*Extract provided:*
________________
Is that the one where the cook had to wear a gas mask while cooking it?
Yes, I believe he did.
...as you can see the "dreaded" jalapeño is quite mild in the bigger scheme of things...
I think the Scoville scale is logarithmic, not linear, in the same way hearing is logarithmic.
Yeah. Jalapenos don’t really do much for me anymore.
I'd still try it though. (But with chocolate and lots of milk handy!)
Wait just rewatched part of that episode, he only ate two wings not one bite.
http://www.youtube.com/watch?v=7gsTxx2SuVk&feature=related
Here is a link to the part of that episode:
http://www.youtube.com/watch?v=7gsTxx2SuVk&feature=related
It's a direct measurement of the amount of capsaicin in a given sample. They used to measure it by taste tests with a small amount diluted in water, but it's done by more scientific testing now.
I don't know if perceived heat correlates directly with capsaicin levels, but that's what they measure.
I was at a Vietnamese place yesterday and playing around with the red Thai pepper that came with someone else’s meal. I quite like them, myself. Anyway, I was squeezing the seeds out of it so I could eat some of the flesh, and inadvertently rubbed my nose afterwards. Intense burning sensation.
Jalapenos are pretty mild. I don’t mind admitting that I find the Jamaican, Scotch Bonnet and Habanero peppers extremely hot, but they’re good for making sauces when mixed with other stuff like carrots, mango, etc.
>”Wow, Id rather have tear gas!”
Been there done that. Hard to believe that anything could make me feel worse than plain ‘ol CS, but then, some of those pepper sprays are the original “Whupp-Ass In A Can”. lol
You want chaos? Airdrop a crate of skunks into the middle of them.
ping...
My bhut plant survived the winter yet again, and is producing leaves... still hasn’t bloomed, entering it’s third summer.
Yep...I was using a toaster oven to dry out some habaneros in order to grind them up for seasoning, by toasting them at low heat for a few minutes a couple times a day. After 2-3 days you couldn’t go in my kitchen without your eyes starting to water. After 4-5 days it was even worse, but by that time they were pretty much ready to be ground up :-)
That's the secret behind this stuff. Does wonders for migraines!
________________
*Dataset excerpts:*
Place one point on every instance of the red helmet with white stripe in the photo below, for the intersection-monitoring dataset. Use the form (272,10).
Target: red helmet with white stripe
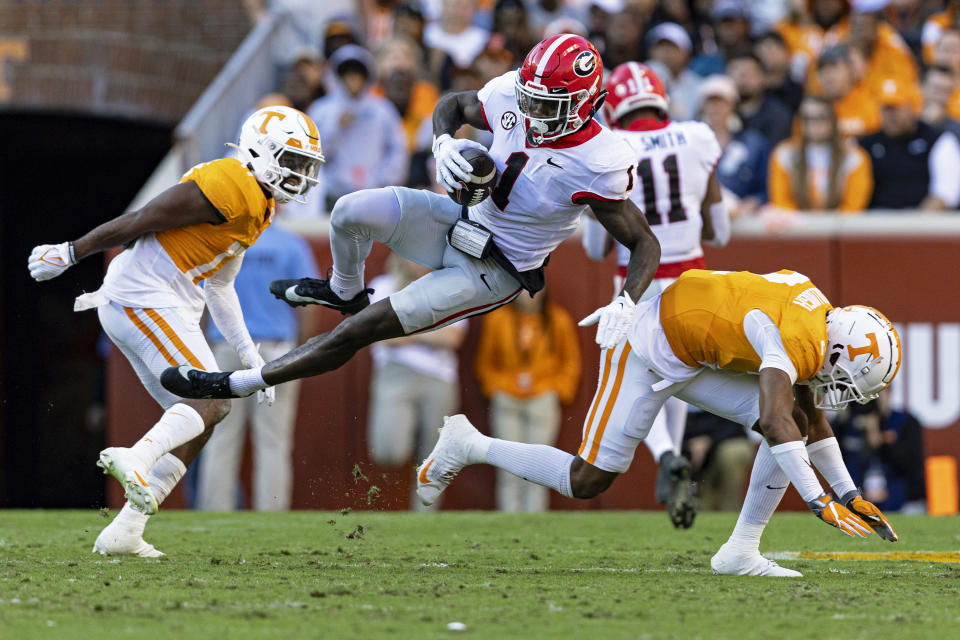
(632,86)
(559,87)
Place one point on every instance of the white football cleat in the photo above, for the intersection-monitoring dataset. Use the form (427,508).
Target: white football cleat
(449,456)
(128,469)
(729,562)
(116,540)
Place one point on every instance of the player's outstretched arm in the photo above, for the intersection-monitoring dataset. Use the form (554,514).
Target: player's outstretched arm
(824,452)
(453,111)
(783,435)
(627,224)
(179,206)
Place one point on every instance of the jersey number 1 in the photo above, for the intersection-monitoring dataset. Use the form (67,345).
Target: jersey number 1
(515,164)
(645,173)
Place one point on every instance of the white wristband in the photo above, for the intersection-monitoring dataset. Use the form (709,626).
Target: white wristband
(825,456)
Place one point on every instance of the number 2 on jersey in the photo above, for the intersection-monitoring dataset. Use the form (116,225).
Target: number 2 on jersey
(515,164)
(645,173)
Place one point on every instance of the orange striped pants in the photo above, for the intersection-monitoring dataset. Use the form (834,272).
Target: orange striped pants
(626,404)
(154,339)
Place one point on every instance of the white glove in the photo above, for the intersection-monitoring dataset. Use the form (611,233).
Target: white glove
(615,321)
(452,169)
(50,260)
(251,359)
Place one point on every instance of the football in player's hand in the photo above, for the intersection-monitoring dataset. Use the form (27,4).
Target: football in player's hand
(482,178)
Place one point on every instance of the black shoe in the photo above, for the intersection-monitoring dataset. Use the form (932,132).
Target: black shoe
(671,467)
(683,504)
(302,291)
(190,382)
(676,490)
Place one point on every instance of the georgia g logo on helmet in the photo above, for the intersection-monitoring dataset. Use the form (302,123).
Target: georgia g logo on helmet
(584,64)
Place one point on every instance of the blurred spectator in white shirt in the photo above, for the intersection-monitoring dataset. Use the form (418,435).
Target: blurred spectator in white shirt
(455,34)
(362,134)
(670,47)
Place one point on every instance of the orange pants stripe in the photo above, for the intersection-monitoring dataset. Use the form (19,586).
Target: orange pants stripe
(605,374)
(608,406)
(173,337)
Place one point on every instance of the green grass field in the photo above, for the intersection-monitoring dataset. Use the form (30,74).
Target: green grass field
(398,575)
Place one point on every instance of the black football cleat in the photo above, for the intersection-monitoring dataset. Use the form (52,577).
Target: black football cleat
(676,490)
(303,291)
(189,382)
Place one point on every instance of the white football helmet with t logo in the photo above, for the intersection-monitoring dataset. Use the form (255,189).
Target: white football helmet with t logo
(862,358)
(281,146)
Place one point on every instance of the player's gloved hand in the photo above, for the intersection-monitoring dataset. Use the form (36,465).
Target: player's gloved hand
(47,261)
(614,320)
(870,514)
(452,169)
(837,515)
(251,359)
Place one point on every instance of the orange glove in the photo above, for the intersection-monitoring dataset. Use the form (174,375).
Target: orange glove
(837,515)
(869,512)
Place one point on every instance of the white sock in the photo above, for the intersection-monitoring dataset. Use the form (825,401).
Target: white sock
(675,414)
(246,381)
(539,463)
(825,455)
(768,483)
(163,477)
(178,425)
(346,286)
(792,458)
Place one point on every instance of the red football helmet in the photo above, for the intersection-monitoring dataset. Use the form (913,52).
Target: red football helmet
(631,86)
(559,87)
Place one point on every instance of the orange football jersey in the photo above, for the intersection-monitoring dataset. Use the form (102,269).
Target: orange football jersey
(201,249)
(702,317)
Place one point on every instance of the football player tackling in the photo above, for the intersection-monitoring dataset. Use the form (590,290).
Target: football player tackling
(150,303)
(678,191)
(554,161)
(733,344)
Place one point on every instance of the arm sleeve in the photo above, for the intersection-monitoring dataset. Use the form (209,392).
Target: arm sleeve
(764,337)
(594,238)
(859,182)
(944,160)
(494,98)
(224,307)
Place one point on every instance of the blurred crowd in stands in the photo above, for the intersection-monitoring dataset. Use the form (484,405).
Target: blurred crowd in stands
________________
*Required tasks:*
**A)** In the pepper discussion, what did one poster use to dry out habaneros before grinding them?
**B)** Please transcribe the pepper discussion starting with "Is that the" and going on through "for me anymore.".

*Activity answers:*
**A)** A toaster oven.

**B)**
Is that the one where the cook had to wear a gas mask while cooking it?
Yes, I believe he did.
...as you can see the "dreaded" jalapeño is quite mild in the bigger scheme of things...
I think the Scoville scale is logarithmic, not linear, in the same way hearing is logarithmic.
Yeah. Jalapenos don’t really do much for me anymore.